What to do →
When you reach the line containing "point(583, 117)" in the entries below, please begin setting down lines exactly, stop only after the last one, and add nothing else.

Supplied data →
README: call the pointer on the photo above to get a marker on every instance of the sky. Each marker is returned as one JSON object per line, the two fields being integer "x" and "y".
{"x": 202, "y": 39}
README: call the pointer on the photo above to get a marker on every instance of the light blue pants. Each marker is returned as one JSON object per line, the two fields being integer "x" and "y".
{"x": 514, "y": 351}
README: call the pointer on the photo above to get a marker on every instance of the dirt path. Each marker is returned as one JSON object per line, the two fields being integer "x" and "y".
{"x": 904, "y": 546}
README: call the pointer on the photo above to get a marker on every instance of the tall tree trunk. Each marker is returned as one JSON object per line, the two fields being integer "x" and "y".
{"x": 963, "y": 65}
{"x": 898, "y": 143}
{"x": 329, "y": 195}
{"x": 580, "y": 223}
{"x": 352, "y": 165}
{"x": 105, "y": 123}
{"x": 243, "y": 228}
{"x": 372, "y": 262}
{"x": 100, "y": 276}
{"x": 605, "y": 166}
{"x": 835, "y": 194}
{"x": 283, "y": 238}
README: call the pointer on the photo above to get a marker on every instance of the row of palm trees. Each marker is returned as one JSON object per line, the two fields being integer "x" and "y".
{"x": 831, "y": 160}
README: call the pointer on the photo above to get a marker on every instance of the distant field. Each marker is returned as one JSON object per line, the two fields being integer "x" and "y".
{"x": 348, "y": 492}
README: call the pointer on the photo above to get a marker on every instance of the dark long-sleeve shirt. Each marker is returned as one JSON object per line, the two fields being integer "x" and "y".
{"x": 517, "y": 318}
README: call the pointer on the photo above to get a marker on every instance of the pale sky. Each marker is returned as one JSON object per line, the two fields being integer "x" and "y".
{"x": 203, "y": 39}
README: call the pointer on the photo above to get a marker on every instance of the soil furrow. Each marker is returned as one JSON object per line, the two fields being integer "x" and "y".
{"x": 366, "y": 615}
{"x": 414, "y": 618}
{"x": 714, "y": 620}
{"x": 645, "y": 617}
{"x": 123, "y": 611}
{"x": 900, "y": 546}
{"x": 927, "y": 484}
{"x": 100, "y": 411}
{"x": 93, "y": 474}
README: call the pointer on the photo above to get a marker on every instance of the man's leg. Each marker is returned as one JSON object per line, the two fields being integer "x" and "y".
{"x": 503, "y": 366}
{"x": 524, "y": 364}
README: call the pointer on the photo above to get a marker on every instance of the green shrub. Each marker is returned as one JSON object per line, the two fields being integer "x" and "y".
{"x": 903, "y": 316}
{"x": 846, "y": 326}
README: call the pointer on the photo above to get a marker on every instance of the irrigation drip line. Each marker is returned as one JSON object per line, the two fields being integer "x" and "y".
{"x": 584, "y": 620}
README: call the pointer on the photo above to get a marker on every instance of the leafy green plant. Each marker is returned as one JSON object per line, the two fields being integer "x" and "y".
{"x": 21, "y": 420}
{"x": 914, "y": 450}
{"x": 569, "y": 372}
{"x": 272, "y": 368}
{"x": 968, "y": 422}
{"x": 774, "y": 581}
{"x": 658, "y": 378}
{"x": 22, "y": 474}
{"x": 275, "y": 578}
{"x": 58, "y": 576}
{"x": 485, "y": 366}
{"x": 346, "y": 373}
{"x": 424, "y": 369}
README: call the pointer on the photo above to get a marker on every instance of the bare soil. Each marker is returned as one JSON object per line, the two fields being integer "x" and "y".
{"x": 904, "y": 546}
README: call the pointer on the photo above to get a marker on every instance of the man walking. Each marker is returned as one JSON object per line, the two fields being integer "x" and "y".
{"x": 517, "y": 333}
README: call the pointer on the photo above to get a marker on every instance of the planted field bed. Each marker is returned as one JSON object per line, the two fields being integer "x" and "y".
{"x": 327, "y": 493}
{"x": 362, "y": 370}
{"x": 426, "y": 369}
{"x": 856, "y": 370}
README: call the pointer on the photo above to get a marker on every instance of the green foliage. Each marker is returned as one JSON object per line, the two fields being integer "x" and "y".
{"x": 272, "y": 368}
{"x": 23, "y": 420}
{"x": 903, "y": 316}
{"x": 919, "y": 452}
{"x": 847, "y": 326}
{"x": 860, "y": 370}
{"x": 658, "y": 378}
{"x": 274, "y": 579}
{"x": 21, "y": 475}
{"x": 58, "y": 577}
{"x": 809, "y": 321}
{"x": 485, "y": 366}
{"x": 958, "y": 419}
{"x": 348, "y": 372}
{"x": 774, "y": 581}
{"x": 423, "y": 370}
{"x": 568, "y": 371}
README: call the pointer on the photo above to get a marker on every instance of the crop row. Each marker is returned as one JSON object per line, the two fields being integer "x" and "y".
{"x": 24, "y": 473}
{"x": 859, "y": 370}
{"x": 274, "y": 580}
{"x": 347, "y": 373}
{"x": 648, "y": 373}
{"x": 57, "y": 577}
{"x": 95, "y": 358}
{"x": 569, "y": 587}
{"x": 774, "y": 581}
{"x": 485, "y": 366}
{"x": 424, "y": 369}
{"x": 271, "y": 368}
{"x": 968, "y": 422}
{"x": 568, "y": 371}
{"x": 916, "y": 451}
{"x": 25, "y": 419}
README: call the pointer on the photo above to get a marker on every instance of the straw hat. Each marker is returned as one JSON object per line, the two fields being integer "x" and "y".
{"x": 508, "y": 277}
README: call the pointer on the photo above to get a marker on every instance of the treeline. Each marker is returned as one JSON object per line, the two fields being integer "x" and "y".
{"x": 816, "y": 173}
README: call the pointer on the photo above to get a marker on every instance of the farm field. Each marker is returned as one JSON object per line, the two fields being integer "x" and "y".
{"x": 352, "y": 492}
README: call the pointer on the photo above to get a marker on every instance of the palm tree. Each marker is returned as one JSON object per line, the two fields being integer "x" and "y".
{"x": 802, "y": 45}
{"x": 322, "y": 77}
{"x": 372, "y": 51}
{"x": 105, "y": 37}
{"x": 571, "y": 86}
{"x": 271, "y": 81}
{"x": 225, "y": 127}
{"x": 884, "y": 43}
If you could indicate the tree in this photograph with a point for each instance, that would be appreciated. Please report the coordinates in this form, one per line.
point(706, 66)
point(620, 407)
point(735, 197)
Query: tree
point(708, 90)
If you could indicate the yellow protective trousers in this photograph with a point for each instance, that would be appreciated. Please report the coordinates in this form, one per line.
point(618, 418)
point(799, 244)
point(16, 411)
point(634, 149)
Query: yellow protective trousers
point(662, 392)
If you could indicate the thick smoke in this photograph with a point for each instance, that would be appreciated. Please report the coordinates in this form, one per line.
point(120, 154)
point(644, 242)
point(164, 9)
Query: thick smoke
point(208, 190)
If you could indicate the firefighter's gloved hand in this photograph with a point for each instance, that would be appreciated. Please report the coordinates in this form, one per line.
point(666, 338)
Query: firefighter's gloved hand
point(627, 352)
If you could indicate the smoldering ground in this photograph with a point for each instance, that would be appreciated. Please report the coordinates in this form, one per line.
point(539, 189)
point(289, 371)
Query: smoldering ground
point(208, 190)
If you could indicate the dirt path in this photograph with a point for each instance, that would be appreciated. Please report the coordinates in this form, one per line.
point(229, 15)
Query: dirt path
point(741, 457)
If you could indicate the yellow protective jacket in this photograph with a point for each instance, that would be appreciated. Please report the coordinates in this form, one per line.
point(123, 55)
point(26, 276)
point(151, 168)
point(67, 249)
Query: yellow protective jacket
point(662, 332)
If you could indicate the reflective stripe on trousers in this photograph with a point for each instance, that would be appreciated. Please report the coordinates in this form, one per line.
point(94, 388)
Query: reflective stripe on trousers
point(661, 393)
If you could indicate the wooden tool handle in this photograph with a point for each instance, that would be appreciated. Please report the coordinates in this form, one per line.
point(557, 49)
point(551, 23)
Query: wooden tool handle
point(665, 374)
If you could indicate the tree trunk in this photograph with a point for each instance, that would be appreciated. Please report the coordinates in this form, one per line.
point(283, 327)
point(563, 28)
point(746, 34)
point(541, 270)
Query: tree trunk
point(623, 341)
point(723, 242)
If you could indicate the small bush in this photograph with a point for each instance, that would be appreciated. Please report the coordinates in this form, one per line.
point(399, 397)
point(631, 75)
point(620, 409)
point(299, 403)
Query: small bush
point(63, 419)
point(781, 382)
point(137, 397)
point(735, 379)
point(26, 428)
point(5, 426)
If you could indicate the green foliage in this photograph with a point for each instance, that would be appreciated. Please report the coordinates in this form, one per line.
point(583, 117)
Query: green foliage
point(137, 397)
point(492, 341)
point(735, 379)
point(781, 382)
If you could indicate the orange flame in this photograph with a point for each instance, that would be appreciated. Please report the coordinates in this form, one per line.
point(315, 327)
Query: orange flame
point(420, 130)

Task result →
point(583, 117)
Query: green foliage
point(137, 397)
point(492, 341)
point(735, 379)
point(781, 382)
If you could indicate the orange flame in this photograph with a point for each instance, that would be appreciated. Please report the coordinates in this form, one per line.
point(315, 327)
Query: orange flame
point(420, 130)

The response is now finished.